◆ THE INPUT
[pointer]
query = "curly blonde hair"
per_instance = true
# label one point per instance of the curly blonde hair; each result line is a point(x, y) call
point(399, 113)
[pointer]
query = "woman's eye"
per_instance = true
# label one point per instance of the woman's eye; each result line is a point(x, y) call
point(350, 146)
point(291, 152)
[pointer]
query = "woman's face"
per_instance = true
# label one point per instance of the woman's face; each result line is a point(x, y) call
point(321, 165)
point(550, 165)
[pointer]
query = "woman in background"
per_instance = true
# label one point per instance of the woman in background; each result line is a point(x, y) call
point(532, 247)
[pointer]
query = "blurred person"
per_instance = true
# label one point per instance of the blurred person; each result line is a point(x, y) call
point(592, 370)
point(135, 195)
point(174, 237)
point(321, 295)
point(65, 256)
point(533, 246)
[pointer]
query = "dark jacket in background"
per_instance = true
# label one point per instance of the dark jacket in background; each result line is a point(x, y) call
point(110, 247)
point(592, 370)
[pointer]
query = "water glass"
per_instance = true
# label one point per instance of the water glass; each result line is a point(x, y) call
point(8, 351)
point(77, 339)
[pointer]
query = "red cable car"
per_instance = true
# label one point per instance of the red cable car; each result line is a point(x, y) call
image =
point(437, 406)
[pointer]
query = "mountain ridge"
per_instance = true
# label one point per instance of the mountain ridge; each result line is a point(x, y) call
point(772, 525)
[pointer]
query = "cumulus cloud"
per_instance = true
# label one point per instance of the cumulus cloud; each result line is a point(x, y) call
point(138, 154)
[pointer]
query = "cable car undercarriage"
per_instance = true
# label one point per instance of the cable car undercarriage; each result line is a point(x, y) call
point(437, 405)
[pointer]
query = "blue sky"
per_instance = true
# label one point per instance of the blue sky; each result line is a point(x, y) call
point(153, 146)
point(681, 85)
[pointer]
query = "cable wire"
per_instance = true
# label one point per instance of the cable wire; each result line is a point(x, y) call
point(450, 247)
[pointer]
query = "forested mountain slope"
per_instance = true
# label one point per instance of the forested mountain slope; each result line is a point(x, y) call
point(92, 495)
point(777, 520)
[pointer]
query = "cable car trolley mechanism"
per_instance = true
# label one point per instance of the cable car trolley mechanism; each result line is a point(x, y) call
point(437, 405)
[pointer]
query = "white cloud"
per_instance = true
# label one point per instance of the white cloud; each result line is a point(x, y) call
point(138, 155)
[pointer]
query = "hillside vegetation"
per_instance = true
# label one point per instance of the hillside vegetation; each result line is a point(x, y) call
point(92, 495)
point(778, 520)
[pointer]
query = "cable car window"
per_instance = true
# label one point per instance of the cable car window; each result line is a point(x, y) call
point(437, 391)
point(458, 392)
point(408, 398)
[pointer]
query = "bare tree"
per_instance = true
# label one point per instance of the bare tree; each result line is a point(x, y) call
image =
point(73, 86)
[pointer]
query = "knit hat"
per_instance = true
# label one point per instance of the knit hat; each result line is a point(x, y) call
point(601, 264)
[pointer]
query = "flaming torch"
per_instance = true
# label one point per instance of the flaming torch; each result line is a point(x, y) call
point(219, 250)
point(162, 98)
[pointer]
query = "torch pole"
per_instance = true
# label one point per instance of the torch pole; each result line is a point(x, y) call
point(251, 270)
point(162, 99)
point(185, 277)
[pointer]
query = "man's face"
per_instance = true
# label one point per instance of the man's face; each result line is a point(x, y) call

◆ SET PROBLEM
Copy the items from the beginning through the line containing "point(533, 246)", changing "blurred person" to "out-of-focus person" and leaving everything else as it is.

◆ OUTPUT FOR THIS EXERCISE
[pointer]
query = "curly blonde hair"
per_instance = true
# label one point per instance of the curly blonde hair; each result line is a point(x, y) call
point(399, 113)
[pointer]
query = "woman's eye"
per_instance = true
# label one point per instance of the woman's eye; each result line is a point(x, y) call
point(350, 146)
point(291, 152)
[pointer]
query = "woman's face"
per_instance = true
# label one point per instance of the woman's face; each result line is a point(x, y) call
point(321, 165)
point(550, 165)
[pointer]
query = "woman in background"
per_instance = true
# label one point per instance of the woman in background; each result line is a point(x, y) call
point(532, 247)
[pointer]
query = "out-of-focus person"
per_instance = true
# label one point per instance of the out-of-focus person; each result line is a point(x, y) call
point(592, 370)
point(135, 195)
point(174, 237)
point(321, 295)
point(65, 256)
point(533, 246)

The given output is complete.